» CHALLENGE 1
In the passage on Mngxitama's letter to the EFF, give the section starting with "Mngxitama’s option for" and going on through "regions of Africa." again, swapping "metros" for "metropolitan municipalities".
» CHALLENGE 2
Summarize the passage on Mngxitama's letter to the EFF in two sentences.

» PASSAGE GIVEN
'''
Andile Mngxitama has written a polemical letter to Julius Malema and the EFF post the 2016 Local Government Elections (LGE) in which he claims to be offering the EFF a challenge for them to choose between opting for advancing on a revolutionary path instead of strengthening the hand of white supremacy.

In what he calls an opportune window presented by history, Mngxitama challenges the EFF to give the ANC the metro governments which were tightly contested with the DA. In arguing for the option of advancing the revolution, Mngxitama proposes that the EFF gives the ANC control of the metros by putting forward five demands that must be a prerequisite for such a coalition.

Mngxitama’s option for the EFF to give the ANC the metros is premised, in his own words, on breaking with the “imperialist agenda” and avoiding a coalition with the “racist party of white monopoly capital”, the DA, and “choose the path of revolutionary progress”.

Imperialist Agenda’

Amidst a plethora of evidence that the ANC has been co-opted by global capitalism, Mngxitama dares to make a claim that giving the ANC these metros is to break with imperialism. In fact, South Africa has been positioned as a centre stage of imperialism in Africa — a sub-imperialist power in the southern and central regions of Africa.
'''
» ENTRIES SHOWN
'''
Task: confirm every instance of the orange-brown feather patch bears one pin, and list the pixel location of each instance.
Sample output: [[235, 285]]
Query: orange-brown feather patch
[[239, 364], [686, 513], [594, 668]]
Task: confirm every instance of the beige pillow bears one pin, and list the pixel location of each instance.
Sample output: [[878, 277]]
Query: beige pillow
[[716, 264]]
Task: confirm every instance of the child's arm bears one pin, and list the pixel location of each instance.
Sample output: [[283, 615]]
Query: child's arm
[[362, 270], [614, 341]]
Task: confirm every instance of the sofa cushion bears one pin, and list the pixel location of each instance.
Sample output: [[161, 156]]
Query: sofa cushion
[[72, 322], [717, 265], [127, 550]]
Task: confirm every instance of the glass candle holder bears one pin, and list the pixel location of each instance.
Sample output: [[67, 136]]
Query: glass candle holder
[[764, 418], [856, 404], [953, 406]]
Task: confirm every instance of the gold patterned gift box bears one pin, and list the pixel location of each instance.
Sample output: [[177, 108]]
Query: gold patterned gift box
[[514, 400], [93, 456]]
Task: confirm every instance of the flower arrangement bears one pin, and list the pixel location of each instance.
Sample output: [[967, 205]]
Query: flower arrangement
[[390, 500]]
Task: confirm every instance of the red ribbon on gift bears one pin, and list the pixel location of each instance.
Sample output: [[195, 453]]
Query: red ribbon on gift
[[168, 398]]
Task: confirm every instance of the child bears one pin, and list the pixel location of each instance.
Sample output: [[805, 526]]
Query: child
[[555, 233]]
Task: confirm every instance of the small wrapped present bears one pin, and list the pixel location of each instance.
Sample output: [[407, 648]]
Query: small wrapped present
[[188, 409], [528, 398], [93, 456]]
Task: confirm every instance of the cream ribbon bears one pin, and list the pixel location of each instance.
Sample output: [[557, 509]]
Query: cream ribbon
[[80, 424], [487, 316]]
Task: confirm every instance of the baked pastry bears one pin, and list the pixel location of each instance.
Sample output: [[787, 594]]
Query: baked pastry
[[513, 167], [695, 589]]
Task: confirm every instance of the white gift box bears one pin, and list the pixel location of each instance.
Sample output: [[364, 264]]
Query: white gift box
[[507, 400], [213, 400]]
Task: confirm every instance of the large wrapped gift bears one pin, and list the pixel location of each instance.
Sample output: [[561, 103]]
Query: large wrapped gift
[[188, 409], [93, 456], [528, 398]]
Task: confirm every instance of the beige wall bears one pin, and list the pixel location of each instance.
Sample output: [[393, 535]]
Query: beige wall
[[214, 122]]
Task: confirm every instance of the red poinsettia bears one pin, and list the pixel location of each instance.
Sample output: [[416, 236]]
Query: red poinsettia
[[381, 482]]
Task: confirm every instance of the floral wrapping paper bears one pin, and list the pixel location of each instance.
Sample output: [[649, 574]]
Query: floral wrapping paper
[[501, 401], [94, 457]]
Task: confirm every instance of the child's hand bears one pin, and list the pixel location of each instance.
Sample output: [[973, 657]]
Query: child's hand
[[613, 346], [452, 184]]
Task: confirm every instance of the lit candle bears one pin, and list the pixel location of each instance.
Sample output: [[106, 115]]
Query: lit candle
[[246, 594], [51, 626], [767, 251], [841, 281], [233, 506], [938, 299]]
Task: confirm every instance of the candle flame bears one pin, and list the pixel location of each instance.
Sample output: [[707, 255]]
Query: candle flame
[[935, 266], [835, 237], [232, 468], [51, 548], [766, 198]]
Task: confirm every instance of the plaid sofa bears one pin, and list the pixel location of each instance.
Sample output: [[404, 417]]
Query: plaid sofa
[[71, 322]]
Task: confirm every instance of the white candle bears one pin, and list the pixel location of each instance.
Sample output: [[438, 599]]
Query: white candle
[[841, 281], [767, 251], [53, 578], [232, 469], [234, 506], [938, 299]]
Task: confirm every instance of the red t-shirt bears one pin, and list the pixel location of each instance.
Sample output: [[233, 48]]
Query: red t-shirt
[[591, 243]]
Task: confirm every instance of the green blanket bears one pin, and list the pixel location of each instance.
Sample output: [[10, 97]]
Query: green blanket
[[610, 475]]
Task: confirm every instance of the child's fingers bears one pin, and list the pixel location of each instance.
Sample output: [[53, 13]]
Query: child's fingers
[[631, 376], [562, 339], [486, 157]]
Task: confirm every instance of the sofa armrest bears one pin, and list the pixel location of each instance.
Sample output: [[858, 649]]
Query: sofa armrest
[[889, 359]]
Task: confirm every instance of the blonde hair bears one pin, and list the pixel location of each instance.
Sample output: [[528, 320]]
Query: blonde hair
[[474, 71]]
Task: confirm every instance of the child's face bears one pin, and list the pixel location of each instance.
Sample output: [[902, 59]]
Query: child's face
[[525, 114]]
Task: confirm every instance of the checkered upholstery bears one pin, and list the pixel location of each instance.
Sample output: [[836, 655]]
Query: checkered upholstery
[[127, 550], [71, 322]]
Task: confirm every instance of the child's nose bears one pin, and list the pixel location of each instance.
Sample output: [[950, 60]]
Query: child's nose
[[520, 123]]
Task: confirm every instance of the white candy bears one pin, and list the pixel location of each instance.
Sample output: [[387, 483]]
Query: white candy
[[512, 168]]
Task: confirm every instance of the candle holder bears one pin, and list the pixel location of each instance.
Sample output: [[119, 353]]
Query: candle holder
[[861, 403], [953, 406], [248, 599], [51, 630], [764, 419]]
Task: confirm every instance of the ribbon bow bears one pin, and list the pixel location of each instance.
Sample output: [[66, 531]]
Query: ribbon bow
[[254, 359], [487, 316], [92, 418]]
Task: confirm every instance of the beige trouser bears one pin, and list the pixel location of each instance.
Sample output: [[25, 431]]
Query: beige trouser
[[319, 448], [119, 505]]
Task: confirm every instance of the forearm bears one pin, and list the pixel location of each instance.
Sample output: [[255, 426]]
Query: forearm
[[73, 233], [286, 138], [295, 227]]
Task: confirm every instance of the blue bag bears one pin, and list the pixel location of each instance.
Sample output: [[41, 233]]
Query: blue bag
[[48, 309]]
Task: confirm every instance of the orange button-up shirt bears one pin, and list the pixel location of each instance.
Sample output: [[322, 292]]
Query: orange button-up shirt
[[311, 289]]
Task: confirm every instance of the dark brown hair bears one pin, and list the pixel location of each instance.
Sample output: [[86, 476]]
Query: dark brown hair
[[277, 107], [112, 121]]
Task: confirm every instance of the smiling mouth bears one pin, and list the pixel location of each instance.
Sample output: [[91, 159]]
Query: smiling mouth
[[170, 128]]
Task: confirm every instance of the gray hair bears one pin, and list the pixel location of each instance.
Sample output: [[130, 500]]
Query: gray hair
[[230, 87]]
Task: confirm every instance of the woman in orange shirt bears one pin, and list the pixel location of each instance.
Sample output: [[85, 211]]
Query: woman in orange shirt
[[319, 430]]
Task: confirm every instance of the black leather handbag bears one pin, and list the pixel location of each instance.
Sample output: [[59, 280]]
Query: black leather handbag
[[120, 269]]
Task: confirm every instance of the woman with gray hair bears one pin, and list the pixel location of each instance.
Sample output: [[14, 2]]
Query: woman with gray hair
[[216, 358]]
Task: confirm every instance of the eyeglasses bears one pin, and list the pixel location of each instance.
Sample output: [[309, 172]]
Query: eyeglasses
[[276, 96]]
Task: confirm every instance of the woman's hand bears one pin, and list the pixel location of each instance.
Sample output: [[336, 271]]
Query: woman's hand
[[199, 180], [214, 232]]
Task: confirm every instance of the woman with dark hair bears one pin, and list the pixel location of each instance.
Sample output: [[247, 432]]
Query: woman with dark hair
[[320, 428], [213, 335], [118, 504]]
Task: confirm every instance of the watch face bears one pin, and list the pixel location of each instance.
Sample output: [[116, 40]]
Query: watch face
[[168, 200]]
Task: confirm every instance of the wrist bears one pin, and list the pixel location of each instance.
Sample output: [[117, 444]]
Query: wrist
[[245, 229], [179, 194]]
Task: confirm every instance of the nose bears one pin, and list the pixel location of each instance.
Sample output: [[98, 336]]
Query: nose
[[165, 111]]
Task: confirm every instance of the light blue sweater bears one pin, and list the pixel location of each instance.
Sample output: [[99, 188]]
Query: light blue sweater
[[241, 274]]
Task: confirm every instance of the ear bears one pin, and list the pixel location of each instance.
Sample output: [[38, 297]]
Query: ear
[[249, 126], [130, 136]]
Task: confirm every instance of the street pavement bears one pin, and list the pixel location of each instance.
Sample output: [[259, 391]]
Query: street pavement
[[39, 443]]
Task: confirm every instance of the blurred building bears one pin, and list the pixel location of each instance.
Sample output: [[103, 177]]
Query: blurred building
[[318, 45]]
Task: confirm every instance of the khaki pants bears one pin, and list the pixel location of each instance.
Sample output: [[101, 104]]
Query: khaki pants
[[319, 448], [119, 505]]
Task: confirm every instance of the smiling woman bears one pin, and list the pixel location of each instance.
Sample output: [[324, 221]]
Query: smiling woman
'''
» EXERCISE ANSWER 1
Mngxitama’s option for the EFF to give the ANC the metropolitan municipalities is premised, in his own words, on breaking with the “imperialist agenda” and avoiding a coalition with the “racist party of white monopoly capital”, the DA, and “choose the path of revolutionary progress”.

Imperialist Agenda’

Amidst a plethora of evidence that the ANC has been co-opted by global capitalism, Mngxitama dares to make a claim that giving the ANC these metropolitan municipalities is to break with imperialism. In fact, South Africa has been positioned as a centre stage of imperialism in Africa — a sub-imperialist power in the southern and central regions of Africa.

» EXERCISE ANSWER 2
After the 2016 Local Government Elections, Andile Mngxitama wrote to Julius Malema and the EFF urging them to give the ANC the metro governments closely contested with the DA, subject to five prerequisite demands, rather than form a coalition with the DA. He presents this as breaking with the "imperialist agenda," but the writer counters that much evidence shows the ANC has been co-opted by global capitalism and that South Africa acts as a sub-imperialist power in southern and central Africa.